[Provided material]:
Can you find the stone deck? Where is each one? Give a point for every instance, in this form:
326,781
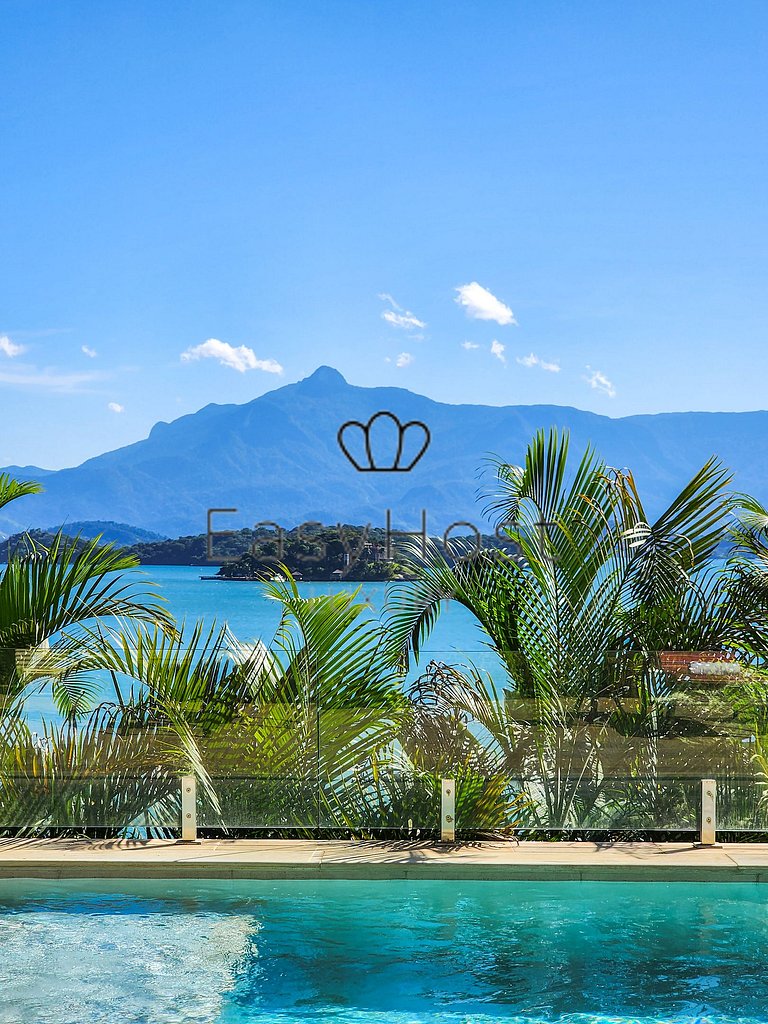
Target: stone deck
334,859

==

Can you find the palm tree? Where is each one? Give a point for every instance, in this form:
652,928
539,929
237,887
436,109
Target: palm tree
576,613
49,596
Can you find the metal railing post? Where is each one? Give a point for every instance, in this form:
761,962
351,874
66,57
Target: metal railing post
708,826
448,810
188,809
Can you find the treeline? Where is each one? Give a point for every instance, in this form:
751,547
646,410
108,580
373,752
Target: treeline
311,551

--

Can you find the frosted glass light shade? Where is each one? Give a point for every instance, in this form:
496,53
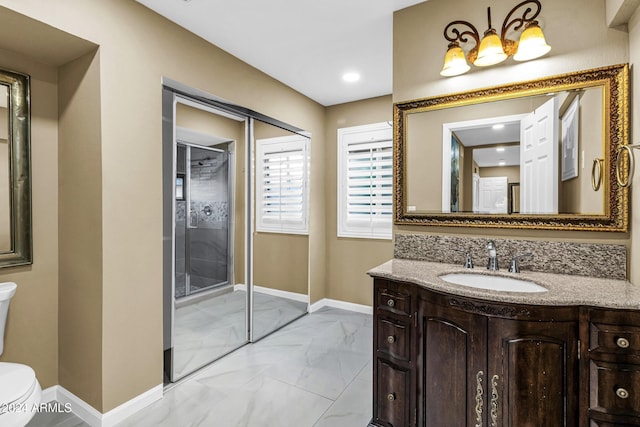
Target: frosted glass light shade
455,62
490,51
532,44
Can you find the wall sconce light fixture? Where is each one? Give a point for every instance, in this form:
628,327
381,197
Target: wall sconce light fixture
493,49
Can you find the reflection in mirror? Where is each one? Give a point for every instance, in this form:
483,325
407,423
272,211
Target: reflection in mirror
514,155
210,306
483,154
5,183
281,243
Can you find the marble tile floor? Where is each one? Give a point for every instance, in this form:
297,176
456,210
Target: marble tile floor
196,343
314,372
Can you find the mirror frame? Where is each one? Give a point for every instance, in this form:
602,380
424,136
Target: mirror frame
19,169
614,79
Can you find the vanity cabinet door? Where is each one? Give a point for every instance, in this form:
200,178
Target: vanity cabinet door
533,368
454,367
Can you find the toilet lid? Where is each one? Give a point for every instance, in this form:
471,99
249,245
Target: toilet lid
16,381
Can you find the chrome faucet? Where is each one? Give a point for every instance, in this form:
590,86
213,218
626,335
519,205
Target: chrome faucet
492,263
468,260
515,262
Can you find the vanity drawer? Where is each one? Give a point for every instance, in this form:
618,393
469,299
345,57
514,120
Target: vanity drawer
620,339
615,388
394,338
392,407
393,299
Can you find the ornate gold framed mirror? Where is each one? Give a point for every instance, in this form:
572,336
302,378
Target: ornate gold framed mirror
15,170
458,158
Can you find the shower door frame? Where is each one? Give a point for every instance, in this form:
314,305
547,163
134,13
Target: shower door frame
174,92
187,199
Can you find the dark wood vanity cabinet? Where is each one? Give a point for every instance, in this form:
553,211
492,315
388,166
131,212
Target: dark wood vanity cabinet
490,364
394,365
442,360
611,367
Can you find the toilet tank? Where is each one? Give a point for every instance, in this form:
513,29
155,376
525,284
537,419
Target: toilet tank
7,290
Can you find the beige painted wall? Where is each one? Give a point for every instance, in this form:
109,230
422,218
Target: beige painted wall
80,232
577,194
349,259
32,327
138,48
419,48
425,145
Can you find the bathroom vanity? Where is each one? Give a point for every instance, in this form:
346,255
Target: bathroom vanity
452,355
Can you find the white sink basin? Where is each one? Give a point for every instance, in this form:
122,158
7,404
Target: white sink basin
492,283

[What is being asked]:
Pull out every line of the records above that contains the word "cabinet", and copy those lines unchanged.

[Answer to the problem]:
Can you find the vanity cabinet door? Where is each one? Give a point for every instance, in this form:
Target: vanity cabinet door
Can you find the dark wood vanity cabinet? Where is each one? Give a point for every instance, in this form:
Target: dark wood vanity cabinet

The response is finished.